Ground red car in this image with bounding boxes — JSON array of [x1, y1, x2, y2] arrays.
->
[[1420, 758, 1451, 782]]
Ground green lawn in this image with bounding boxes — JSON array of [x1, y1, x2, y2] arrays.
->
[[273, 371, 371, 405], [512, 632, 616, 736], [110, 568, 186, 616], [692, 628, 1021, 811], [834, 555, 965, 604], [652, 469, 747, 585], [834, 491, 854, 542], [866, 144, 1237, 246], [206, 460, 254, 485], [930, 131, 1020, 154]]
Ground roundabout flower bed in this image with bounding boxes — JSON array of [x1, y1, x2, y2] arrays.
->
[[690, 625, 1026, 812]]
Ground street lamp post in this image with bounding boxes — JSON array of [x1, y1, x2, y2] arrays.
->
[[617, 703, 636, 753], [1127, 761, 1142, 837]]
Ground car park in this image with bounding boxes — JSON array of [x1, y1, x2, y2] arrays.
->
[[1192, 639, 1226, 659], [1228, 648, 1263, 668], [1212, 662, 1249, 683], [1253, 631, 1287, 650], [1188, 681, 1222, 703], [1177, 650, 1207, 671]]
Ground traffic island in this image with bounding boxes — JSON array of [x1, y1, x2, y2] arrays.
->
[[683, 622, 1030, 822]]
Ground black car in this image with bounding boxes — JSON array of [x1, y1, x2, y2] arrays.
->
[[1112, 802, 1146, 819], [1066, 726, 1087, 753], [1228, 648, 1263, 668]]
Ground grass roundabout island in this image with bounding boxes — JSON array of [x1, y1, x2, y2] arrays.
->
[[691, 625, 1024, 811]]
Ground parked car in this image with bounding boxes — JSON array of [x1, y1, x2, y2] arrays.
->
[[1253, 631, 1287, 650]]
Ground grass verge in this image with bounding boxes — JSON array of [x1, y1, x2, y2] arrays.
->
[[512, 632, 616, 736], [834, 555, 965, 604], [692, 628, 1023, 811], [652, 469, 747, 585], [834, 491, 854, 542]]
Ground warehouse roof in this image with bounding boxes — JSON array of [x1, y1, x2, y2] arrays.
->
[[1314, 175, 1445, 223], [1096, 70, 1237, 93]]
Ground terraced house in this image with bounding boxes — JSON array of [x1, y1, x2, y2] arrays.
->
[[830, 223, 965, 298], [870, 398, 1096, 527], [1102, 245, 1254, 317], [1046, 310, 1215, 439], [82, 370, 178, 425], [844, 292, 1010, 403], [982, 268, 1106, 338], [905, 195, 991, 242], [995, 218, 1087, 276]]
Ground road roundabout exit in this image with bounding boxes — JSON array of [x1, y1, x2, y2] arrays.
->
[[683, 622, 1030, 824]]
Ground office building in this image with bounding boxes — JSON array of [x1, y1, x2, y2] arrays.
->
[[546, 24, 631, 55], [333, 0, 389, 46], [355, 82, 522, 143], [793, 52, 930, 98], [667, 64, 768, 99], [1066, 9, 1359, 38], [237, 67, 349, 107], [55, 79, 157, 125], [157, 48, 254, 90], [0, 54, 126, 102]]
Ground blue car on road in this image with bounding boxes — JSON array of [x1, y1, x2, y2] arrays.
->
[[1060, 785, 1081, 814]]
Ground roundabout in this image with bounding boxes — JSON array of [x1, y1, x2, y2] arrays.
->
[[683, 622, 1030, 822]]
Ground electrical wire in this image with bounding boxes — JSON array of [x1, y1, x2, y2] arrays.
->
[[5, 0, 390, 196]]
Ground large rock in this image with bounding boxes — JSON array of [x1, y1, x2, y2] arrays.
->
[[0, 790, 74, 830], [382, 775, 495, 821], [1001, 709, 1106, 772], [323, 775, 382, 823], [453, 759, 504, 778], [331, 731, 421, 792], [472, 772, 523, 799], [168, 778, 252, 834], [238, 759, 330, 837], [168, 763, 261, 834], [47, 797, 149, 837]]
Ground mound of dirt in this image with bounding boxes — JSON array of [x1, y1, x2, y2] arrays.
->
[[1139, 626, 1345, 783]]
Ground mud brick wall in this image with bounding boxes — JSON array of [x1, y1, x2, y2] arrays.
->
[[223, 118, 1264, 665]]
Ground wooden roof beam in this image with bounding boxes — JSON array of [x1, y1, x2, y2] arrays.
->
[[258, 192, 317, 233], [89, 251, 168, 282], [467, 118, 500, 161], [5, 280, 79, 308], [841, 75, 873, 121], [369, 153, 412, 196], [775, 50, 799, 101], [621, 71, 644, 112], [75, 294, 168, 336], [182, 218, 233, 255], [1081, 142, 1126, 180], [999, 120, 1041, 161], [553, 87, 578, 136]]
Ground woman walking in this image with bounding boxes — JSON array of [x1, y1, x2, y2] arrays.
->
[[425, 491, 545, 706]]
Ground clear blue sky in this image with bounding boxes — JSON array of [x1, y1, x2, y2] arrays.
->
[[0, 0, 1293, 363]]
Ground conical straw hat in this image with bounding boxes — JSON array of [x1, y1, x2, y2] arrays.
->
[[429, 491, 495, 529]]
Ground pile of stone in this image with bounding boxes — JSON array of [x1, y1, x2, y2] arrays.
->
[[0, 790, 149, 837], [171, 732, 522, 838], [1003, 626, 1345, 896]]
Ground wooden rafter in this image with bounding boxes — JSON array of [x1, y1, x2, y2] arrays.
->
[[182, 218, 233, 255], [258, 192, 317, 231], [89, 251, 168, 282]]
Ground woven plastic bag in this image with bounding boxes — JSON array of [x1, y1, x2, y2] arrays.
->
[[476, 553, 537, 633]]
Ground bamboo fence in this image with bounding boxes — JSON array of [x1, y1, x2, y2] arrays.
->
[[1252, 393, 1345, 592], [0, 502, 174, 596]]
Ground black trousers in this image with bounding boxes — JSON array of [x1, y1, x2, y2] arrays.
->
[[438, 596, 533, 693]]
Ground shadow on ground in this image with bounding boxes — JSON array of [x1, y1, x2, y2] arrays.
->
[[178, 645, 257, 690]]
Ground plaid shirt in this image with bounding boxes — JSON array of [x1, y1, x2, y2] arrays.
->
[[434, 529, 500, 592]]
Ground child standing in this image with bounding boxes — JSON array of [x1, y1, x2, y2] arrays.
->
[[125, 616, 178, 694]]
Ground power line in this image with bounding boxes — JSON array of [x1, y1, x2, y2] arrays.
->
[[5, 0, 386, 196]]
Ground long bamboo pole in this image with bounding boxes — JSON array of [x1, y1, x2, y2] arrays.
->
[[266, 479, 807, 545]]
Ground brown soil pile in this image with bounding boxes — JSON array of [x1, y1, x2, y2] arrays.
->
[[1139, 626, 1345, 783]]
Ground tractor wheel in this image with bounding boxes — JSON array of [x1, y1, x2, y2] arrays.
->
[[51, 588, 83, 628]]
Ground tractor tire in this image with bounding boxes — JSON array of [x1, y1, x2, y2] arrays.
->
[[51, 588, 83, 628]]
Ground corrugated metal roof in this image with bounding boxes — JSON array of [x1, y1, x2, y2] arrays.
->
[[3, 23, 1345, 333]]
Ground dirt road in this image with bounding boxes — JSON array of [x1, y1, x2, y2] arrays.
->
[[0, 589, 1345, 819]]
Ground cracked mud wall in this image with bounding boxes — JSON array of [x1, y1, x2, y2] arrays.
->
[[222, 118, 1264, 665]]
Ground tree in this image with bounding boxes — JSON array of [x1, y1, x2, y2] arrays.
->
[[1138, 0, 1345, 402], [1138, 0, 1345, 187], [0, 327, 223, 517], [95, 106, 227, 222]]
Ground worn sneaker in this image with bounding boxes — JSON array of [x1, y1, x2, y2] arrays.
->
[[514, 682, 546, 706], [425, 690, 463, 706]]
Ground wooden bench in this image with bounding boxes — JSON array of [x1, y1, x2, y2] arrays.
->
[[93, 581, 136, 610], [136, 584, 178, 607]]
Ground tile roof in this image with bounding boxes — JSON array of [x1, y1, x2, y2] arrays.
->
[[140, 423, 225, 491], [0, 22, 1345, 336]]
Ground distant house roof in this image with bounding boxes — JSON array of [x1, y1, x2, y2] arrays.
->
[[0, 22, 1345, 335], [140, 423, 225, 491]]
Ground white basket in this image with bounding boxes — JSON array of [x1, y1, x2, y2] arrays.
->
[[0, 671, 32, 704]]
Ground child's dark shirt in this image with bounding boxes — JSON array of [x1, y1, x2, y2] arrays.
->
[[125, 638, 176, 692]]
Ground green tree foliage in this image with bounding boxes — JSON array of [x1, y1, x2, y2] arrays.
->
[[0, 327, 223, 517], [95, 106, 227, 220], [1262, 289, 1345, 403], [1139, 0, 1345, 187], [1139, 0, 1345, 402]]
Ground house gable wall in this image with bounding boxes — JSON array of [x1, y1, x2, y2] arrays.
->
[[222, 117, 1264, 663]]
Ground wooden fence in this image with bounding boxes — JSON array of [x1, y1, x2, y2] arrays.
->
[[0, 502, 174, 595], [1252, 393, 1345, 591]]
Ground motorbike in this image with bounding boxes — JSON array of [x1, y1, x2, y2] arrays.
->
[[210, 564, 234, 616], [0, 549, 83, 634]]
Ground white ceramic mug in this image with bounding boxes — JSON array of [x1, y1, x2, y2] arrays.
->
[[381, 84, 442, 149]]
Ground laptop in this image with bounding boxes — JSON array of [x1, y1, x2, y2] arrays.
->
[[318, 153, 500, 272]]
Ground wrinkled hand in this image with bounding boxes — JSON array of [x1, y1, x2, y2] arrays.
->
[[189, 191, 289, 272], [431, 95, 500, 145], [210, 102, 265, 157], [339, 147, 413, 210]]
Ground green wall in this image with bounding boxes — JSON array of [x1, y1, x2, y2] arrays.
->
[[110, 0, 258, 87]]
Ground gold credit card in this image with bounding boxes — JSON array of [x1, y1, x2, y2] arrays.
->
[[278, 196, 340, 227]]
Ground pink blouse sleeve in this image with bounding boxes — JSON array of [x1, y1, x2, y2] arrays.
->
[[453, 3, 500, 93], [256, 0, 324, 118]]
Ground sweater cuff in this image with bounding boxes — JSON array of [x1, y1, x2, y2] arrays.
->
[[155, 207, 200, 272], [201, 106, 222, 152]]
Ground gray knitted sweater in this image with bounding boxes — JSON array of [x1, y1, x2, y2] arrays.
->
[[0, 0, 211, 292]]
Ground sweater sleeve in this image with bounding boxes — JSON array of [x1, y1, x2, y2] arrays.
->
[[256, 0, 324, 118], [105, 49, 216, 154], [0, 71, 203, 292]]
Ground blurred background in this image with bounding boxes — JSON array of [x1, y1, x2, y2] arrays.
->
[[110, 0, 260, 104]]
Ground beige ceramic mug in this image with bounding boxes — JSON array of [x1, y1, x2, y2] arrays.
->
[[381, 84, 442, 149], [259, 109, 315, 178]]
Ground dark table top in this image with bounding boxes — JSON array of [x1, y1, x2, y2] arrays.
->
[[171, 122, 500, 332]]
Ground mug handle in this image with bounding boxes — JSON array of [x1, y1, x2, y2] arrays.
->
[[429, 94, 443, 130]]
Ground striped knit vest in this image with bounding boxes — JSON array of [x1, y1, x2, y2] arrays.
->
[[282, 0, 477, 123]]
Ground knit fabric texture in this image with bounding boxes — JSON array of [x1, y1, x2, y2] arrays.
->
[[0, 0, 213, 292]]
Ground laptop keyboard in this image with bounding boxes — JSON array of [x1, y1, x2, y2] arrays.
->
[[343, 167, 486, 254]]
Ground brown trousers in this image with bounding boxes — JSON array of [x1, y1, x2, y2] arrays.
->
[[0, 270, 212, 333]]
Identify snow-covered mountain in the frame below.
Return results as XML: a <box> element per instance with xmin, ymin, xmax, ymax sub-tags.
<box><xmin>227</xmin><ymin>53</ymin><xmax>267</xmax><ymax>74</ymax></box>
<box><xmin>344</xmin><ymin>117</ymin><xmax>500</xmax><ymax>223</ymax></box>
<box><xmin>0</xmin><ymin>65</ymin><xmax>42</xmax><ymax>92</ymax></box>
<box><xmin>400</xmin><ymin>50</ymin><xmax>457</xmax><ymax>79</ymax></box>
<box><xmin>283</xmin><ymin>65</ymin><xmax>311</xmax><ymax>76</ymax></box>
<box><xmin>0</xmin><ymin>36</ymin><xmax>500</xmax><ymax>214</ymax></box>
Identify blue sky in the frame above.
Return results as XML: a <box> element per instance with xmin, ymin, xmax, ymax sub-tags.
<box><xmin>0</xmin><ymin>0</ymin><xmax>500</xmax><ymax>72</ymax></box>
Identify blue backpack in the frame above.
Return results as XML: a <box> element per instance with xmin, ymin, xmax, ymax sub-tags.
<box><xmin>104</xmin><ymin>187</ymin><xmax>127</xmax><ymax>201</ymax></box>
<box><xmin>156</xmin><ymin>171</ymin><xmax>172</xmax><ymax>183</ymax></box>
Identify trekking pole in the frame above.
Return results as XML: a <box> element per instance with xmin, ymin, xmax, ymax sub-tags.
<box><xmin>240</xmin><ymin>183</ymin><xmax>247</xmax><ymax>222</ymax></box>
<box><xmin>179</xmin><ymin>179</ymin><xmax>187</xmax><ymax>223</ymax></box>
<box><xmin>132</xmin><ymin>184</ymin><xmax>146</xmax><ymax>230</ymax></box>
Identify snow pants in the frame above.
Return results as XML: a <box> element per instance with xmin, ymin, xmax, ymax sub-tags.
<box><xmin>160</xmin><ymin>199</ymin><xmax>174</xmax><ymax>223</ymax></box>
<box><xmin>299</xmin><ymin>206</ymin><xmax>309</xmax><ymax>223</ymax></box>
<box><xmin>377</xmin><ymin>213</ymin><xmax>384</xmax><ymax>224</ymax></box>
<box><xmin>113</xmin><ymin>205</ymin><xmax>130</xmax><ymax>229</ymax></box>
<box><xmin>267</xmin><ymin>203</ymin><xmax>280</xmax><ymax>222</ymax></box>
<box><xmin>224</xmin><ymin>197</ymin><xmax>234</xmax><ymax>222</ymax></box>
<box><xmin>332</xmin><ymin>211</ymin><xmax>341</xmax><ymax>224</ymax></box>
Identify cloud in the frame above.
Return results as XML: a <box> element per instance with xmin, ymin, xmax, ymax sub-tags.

-------

▸ **Directions for this task**
Turn the material, from its first line through the line that contains "[[617, 703, 636, 753], [1127, 761, 1142, 837]]", into a numbered list, leaving out any blank lines.

▸ **Result**
1. Ground red car in this image with bounding boxes — JSON array of [x1, y1, x2, y2] arrays.
2. ->
3. [[1420, 758, 1451, 782]]
4. Ground green lawn in this image with bounding boxes — JSON array of [x1, y1, x2, y2] arrays.
5. ->
6. [[273, 371, 371, 405], [512, 632, 616, 736], [110, 568, 186, 616], [692, 628, 1021, 811], [834, 555, 965, 604], [652, 469, 747, 585], [834, 491, 854, 542], [866, 144, 1237, 246], [206, 460, 254, 485], [930, 131, 1020, 154]]
7. Ground roundabout flower bed in this image with bounding boxes — JSON array of [x1, y1, x2, y2] arrays.
8. ->
9. [[690, 625, 1026, 812]]
10. Ground street lamp post in this image with bounding boxes — JSON array of [x1, y1, x2, y2] arrays.
11. ->
12. [[617, 703, 636, 753], [1127, 761, 1142, 837]]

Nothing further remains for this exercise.